* **Ваша задача**
Перечислите все строки ниже, в которых встречается слово «white», приводя каждую из них полностью.

╭──

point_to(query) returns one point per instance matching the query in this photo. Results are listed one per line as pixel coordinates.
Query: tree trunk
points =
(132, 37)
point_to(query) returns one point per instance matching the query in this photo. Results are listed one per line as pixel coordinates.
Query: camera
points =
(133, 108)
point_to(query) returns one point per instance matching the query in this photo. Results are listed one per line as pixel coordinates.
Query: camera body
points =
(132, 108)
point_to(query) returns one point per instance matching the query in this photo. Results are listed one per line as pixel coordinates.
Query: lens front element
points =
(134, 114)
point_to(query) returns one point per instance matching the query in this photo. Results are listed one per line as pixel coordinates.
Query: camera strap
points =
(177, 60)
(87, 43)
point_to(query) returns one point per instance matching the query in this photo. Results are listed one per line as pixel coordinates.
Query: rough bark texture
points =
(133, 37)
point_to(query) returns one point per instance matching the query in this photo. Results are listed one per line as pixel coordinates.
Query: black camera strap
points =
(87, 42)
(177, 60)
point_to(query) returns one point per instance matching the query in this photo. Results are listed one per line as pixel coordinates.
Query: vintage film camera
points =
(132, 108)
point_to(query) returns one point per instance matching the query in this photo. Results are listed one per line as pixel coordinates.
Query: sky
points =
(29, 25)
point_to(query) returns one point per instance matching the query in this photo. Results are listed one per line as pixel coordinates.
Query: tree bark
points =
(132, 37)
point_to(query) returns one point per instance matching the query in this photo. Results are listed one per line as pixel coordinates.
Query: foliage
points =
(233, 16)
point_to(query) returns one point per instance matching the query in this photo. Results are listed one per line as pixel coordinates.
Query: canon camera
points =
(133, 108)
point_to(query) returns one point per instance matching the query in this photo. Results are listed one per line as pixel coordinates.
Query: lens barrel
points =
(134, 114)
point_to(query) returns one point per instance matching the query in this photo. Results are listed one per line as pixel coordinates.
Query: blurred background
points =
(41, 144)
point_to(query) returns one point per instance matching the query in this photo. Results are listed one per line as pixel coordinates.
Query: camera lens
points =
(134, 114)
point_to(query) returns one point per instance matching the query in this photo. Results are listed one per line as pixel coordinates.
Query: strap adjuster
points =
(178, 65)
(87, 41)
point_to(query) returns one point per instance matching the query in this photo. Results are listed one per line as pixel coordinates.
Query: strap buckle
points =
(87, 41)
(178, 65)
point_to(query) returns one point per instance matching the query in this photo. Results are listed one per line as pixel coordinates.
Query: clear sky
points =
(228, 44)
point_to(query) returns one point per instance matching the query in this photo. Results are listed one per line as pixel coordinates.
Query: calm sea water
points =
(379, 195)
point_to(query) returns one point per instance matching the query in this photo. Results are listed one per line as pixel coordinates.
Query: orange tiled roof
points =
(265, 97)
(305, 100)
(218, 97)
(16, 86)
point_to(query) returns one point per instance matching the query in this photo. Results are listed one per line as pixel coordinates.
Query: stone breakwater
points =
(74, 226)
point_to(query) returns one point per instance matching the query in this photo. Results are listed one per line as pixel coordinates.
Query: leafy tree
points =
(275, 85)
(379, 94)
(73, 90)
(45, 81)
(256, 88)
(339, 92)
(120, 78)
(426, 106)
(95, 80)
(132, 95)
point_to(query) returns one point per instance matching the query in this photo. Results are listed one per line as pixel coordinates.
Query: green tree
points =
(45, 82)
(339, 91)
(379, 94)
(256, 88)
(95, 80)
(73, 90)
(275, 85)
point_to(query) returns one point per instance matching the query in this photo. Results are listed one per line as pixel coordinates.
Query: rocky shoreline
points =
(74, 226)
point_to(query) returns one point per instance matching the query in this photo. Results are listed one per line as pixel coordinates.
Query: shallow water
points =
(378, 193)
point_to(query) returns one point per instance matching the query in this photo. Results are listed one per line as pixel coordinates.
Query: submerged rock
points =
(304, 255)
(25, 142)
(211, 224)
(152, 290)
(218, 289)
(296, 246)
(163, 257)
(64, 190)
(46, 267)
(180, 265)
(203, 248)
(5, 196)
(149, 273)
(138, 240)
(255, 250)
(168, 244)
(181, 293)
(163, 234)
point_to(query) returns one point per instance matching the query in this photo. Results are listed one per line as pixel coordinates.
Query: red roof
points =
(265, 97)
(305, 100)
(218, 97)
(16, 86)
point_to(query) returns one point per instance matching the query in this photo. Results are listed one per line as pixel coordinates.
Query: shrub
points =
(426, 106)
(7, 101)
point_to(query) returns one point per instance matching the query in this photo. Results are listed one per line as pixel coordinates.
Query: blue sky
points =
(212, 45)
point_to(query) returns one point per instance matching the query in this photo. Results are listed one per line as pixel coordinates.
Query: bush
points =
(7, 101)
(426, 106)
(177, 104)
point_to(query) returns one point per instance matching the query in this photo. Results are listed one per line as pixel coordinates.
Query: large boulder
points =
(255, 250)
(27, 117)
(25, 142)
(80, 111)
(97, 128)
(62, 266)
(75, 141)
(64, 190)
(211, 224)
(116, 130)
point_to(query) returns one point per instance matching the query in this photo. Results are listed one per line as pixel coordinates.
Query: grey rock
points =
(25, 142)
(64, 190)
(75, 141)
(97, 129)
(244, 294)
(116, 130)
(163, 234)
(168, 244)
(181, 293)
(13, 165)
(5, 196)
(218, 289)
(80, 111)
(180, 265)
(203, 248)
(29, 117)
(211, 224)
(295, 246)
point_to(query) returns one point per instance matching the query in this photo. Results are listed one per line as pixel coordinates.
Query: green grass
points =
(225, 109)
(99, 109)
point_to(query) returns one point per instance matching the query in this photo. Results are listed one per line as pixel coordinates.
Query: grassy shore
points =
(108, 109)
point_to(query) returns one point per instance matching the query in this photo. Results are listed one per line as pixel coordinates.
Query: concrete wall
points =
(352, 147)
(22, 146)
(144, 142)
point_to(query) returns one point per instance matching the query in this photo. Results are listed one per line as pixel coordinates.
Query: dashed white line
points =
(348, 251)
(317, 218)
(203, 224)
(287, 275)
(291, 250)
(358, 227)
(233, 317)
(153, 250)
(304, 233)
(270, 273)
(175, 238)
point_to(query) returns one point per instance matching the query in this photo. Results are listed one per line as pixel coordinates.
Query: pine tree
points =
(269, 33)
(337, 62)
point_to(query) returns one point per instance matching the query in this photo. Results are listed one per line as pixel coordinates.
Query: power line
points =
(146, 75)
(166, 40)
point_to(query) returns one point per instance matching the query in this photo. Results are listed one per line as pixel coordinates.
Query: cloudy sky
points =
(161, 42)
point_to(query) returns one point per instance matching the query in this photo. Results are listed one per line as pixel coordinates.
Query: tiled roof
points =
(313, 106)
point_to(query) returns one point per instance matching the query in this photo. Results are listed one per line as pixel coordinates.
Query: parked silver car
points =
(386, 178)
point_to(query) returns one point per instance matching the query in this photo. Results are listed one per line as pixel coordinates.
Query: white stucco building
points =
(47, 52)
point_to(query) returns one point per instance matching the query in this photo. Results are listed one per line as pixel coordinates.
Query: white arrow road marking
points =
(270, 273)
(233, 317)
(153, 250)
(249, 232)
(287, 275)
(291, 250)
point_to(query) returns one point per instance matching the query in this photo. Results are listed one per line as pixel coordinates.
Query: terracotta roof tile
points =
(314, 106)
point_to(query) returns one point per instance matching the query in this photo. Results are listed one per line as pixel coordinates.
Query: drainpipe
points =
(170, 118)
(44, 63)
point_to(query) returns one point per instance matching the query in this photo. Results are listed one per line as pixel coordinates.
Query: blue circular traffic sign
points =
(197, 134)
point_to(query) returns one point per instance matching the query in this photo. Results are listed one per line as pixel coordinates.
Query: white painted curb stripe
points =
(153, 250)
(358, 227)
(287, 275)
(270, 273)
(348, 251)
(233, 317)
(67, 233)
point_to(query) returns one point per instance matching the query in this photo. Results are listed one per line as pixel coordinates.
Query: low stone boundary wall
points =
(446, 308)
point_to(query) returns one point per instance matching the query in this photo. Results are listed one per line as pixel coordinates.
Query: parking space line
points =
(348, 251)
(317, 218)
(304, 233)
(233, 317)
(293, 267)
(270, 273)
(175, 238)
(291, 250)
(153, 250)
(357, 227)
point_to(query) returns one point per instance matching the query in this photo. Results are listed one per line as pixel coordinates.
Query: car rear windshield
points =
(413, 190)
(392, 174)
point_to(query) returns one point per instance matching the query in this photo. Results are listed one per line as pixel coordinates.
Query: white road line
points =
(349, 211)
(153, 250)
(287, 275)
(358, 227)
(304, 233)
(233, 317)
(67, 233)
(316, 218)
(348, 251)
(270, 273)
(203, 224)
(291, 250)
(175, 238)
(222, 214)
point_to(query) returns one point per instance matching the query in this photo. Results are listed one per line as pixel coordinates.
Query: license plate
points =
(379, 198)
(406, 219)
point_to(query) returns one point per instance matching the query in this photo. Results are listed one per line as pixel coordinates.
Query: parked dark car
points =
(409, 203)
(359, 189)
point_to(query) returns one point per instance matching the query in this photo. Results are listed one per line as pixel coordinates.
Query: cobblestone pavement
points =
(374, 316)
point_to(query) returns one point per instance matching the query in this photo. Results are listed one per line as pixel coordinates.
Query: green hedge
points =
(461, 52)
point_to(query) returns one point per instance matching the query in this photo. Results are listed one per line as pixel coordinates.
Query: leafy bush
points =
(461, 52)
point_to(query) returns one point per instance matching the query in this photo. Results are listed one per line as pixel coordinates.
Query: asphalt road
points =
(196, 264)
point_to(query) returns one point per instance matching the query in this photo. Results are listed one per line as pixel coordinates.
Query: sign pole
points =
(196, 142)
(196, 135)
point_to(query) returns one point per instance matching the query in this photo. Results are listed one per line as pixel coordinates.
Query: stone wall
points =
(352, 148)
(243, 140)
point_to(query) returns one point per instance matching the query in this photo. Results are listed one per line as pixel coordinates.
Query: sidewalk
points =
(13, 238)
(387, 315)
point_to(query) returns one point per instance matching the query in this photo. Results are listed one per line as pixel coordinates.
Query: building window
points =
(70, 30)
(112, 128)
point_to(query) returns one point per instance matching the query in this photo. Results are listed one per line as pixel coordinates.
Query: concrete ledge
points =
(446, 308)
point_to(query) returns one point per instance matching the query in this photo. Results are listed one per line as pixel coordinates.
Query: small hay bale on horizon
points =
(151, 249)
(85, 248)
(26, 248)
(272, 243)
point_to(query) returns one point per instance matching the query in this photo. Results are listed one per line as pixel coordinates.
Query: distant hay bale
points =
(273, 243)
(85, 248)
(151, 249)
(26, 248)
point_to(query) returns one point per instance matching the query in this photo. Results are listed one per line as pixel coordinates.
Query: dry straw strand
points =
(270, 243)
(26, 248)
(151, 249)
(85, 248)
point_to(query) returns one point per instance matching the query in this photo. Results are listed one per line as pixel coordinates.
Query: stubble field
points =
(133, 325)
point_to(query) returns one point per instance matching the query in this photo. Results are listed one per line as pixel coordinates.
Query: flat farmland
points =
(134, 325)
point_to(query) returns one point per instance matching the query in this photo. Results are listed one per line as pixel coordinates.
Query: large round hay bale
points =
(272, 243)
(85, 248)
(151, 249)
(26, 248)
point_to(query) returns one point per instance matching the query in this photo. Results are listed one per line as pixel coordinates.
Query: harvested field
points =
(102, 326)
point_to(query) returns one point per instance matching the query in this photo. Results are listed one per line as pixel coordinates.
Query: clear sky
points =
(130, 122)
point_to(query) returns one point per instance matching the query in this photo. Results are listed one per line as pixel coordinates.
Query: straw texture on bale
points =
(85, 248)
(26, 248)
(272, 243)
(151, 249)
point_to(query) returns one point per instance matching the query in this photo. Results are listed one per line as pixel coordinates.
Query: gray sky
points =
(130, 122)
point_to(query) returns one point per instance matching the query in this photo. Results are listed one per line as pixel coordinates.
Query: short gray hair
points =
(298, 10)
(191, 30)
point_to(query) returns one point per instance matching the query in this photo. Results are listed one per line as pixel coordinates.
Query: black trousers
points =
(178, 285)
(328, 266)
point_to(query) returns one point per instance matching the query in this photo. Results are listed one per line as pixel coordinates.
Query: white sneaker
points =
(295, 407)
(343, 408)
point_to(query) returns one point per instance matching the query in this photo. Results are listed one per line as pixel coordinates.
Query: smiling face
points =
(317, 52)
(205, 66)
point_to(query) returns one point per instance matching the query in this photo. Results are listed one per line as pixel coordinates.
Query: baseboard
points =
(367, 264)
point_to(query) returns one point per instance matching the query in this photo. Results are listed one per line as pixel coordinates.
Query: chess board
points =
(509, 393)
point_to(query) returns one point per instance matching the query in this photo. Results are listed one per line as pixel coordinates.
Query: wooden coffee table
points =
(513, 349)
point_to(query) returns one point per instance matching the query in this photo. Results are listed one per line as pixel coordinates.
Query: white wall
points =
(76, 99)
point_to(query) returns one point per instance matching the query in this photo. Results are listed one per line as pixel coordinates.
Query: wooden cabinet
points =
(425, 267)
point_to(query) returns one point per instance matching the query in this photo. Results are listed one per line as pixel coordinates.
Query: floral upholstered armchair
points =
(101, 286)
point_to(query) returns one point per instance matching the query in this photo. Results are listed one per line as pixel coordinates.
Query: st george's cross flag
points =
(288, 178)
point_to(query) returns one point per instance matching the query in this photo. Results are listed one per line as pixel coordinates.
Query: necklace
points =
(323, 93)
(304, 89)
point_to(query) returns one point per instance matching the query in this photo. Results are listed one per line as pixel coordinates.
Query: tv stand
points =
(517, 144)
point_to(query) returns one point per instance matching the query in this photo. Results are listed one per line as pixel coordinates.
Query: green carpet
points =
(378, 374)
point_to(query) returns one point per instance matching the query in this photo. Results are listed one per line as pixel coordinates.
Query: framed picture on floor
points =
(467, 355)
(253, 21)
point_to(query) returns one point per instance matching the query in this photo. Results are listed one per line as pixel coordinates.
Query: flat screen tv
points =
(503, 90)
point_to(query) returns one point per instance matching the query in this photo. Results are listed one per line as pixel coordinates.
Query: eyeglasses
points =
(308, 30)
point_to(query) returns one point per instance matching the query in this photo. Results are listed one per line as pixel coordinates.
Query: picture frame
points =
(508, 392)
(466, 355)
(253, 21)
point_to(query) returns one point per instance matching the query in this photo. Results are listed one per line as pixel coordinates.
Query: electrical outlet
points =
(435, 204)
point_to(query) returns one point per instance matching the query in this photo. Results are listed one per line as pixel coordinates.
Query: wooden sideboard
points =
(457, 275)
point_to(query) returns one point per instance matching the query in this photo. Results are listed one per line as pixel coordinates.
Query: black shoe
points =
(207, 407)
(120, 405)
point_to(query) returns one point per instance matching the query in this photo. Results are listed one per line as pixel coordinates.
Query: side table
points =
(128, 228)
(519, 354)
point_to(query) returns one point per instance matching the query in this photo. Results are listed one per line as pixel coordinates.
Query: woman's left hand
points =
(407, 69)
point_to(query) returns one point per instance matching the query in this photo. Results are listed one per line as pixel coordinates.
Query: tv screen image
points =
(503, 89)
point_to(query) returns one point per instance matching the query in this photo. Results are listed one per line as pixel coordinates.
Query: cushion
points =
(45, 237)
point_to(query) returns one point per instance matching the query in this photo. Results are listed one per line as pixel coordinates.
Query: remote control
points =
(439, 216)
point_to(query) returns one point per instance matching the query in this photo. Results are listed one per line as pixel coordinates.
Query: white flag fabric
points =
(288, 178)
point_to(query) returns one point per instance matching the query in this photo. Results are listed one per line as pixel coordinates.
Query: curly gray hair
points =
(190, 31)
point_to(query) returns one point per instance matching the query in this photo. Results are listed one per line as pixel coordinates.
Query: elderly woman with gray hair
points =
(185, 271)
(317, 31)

╰──

* **Письменный ответ**
Query: dashed white line
Query: white stucco building
Query: white arrow road marking
Query: white painted curb stripe
Query: white road line
Query: white sneaker
Query: white wall
Query: white flag fabric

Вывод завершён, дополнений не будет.